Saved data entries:

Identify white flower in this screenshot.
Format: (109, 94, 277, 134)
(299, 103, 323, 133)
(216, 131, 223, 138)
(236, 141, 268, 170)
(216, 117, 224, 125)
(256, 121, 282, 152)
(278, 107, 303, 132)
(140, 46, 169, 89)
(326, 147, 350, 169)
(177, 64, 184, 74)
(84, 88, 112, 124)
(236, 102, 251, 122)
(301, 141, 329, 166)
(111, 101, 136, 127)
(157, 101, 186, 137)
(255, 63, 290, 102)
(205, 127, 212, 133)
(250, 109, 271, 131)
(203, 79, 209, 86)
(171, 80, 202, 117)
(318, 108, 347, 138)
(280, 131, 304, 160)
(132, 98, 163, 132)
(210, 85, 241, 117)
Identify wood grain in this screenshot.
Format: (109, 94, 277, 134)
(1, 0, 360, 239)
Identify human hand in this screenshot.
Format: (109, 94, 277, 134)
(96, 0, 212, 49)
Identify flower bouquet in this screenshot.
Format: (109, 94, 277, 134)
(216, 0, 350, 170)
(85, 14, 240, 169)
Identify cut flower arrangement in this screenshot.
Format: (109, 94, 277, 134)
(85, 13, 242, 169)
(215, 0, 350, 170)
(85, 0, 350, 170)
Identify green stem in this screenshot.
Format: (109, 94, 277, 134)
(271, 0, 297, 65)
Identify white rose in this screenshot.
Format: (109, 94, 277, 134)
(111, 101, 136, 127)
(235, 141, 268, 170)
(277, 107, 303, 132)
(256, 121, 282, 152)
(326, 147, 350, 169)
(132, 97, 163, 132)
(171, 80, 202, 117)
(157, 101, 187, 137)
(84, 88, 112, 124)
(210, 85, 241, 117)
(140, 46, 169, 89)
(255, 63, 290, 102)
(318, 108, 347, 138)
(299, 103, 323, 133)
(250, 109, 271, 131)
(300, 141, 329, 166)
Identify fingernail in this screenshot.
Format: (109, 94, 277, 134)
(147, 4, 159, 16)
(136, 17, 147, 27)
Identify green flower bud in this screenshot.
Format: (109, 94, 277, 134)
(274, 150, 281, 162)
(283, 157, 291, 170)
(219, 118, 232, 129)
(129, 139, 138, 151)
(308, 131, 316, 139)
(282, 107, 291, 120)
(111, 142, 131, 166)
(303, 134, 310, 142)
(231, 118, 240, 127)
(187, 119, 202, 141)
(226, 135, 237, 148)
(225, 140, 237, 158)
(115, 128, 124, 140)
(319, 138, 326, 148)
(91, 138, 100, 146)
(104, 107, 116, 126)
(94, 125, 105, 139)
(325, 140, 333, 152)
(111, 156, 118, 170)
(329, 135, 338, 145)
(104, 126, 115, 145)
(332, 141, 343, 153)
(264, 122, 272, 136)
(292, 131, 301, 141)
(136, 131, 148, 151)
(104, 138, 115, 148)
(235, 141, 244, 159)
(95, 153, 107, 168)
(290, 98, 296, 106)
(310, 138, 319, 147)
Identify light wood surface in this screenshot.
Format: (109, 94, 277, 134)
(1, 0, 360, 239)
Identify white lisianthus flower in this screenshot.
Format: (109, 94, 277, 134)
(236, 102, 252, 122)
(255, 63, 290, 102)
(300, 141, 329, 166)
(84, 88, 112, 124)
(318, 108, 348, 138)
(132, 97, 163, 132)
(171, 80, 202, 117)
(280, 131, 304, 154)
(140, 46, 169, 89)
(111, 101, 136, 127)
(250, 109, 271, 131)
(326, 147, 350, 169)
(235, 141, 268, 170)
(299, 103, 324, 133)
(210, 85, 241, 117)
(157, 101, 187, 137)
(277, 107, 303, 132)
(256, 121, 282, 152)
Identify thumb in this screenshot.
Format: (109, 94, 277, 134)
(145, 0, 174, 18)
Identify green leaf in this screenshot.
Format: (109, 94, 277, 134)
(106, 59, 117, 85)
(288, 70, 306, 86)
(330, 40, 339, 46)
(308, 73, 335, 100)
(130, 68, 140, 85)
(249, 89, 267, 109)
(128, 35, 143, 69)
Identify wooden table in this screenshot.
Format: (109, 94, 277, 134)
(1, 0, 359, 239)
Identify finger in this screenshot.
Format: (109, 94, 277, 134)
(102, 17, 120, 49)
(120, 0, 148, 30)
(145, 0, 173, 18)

● REQUIRED WORK:
Find every line of the data that includes the string "white". Copy each of those lines.

● THE ANSWER:
Identify white flower in this screenshot.
Identify white rose in this screenshot.
Identify white lisianthus flower in this screenshot.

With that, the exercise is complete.